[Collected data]
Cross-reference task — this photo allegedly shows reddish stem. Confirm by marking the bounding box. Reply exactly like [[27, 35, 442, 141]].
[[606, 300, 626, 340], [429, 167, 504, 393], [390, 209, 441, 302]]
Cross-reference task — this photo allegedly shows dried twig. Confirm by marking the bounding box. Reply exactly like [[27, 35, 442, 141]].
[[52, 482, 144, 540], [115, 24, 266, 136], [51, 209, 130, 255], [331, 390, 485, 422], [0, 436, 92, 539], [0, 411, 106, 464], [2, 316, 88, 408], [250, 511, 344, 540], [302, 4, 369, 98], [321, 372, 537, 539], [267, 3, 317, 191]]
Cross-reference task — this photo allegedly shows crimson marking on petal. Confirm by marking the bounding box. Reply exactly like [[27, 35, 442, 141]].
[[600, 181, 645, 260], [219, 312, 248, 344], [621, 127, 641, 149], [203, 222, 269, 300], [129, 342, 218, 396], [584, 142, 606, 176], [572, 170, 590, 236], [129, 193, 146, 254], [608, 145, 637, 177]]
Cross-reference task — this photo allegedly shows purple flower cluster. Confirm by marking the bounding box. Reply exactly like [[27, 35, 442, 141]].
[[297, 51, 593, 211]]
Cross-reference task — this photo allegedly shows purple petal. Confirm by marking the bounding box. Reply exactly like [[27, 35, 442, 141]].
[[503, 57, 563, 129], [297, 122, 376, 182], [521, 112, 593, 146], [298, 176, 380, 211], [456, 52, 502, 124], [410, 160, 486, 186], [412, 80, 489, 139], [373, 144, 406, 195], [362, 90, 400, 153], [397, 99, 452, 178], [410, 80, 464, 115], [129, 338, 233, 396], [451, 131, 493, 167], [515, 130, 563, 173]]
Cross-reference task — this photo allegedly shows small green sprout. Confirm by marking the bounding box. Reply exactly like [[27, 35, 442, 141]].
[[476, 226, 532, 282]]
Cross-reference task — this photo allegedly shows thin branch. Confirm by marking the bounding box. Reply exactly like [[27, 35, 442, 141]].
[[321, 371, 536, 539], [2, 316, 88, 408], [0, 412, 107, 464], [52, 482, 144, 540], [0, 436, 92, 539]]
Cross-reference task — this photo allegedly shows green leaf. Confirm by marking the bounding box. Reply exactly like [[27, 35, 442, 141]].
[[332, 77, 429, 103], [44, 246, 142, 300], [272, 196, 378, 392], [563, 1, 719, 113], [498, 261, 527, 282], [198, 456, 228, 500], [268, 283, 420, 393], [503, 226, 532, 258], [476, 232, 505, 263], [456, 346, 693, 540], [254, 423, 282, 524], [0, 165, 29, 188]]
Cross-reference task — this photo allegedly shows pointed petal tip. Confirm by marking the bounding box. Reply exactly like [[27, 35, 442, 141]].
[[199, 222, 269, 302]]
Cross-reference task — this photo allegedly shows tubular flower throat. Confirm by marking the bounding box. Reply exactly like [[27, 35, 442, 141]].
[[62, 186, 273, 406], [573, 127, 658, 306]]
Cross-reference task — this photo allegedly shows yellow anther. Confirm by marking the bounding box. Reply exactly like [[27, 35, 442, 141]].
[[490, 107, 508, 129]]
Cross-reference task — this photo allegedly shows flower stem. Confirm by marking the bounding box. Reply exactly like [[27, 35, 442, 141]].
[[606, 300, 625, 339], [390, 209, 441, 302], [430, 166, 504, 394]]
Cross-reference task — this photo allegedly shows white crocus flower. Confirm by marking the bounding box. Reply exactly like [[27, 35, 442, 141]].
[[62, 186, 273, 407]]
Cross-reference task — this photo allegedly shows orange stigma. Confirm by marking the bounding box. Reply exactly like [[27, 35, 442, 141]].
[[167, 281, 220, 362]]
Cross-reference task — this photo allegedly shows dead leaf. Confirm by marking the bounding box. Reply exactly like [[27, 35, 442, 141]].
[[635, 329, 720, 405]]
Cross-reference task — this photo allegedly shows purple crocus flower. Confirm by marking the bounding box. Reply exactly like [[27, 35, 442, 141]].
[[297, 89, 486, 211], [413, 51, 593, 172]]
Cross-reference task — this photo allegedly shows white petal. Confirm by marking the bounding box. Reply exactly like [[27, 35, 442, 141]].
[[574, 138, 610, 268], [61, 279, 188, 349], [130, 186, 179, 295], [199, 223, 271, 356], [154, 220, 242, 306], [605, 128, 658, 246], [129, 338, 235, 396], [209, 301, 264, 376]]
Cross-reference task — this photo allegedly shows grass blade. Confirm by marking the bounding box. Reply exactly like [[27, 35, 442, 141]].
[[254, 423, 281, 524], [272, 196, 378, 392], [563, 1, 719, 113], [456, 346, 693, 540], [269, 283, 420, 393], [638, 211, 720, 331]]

→ ASSIGNMENT
Print all the records precisely.

→ ANSWER FOR THE TASK
Cross-reference task — this photo allegedly shows reddish stem. Confirm by marking the bounding box. Reply exactly like [[27, 35, 442, 141]].
[[606, 300, 626, 340], [429, 167, 504, 393], [390, 209, 441, 302]]
Cross-reference task — this photo allegedly shows dried twig. Confirm by marking the bounding box. Reply exactly like [[27, 35, 442, 141]].
[[52, 482, 144, 540], [115, 24, 266, 136], [51, 209, 130, 255], [331, 390, 485, 422], [0, 436, 92, 539], [0, 411, 106, 464], [2, 316, 88, 408], [250, 511, 344, 540], [302, 4, 369, 98], [321, 372, 537, 539], [267, 3, 317, 191]]
Cross-reference task — this photo allegedly shows crimson marking on petal. Confirm by marking the bounding box. Reply exactly like [[27, 35, 442, 141]].
[[600, 181, 645, 260], [219, 312, 248, 344], [621, 127, 641, 149], [203, 222, 269, 300], [129, 342, 218, 396], [584, 142, 606, 176], [572, 170, 590, 236], [129, 193, 146, 254], [608, 145, 637, 177]]
Cross-reference task — this photo allegedly shows purple flower cluster. Confirm by marking the bounding box. Reply exactly like [[27, 35, 442, 141]].
[[297, 51, 593, 211]]
Cross-reference task — this photo allegedly shows purple petal. Confirm by marking the bounding box. Reply exactly like [[27, 35, 442, 141]].
[[503, 57, 563, 129], [297, 122, 376, 182], [521, 112, 593, 146], [298, 176, 380, 211], [456, 52, 502, 124], [410, 160, 486, 186], [412, 80, 489, 139], [373, 144, 406, 195], [362, 90, 400, 153], [397, 99, 452, 178], [410, 80, 464, 115], [129, 338, 233, 396], [451, 131, 493, 167], [515, 130, 563, 173]]
Cross-reference task — this photo allegedly shows small green sprout. Confirm by marking the bounding box. Reply exactly like [[27, 35, 442, 141]].
[[476, 226, 532, 282]]
Cross-reference task — this photo allegedly shows thin branch. Confirm by marking the bounding box. Reply exactly like [[27, 35, 442, 141]].
[[321, 371, 536, 539], [2, 316, 88, 408], [0, 412, 107, 464], [52, 482, 144, 540], [0, 436, 92, 539]]
Cross-reference task — this photo allegedly shows green leaf. Confirm by marking the bounding box. Reply exactly like [[27, 35, 442, 141]].
[[332, 77, 429, 103], [44, 246, 142, 300], [272, 196, 378, 392], [563, 1, 719, 113], [498, 261, 527, 282], [198, 456, 228, 500], [268, 283, 420, 393], [503, 226, 532, 258], [476, 232, 505, 263], [456, 346, 693, 540], [254, 423, 282, 524], [0, 165, 29, 188]]
Cross-reference task — this photo allegedly shows pointed petal tip. Confirm by marking the bounding box. Reply exactly like [[27, 35, 442, 141]].
[[199, 222, 269, 302]]
Cross-reference task — this photo allegedly shows tubular flower throat. Confirm by marking the bounding box. Reply exactly like [[27, 35, 442, 141]].
[[62, 186, 273, 406], [573, 127, 658, 306]]
Cross-reference task — this photo allegedly shows yellow anther. Confirm by marking the bounding box. Reply exactly like [[27, 35, 442, 141]].
[[490, 107, 508, 129]]
Cross-reference task — this photo allegedly shows flower stem. Confirm by marking the bounding box. Reply exactly like [[27, 35, 442, 141]].
[[606, 300, 625, 339], [390, 209, 441, 302], [430, 166, 504, 394]]
Cross-reference task — this photo allegedly shows white crocus flower. Confirm by marking the bounding box. Reply exactly like [[27, 35, 442, 141]].
[[62, 186, 273, 407]]
Cross-reference task — this photo allegedly shows orange stigma. Confirm by marking the bounding box. Reply exactly like [[27, 35, 442, 141]].
[[167, 281, 220, 362]]
Cross-reference task — this photo allegedly shows dead leaf. Confirm by marking the bounding box. Reply exactly like [[27, 35, 442, 141]].
[[635, 329, 720, 405]]
Cross-reference task — this photo allegedly shows purple crocus flower. Confirm by marking the bounding box. Reply exactly like [[27, 35, 442, 141]].
[[297, 89, 486, 211], [413, 51, 593, 172]]
Cross-reference task — this photo allegedly shows white petal. Confirm by marking the bounding box. Reply exactly like [[27, 35, 442, 141]].
[[574, 138, 610, 268], [61, 279, 188, 349], [130, 186, 179, 295], [199, 223, 271, 356], [154, 220, 242, 306], [605, 128, 658, 246], [129, 338, 235, 396], [209, 301, 264, 376]]
Cross-reference task — this photo allegedly shows grass blade. Confirm by marking the bounding box. Reply exactly like [[27, 35, 442, 141]].
[[254, 423, 281, 524], [272, 196, 378, 392], [563, 1, 719, 113], [456, 346, 693, 540], [269, 283, 420, 393], [638, 211, 720, 331]]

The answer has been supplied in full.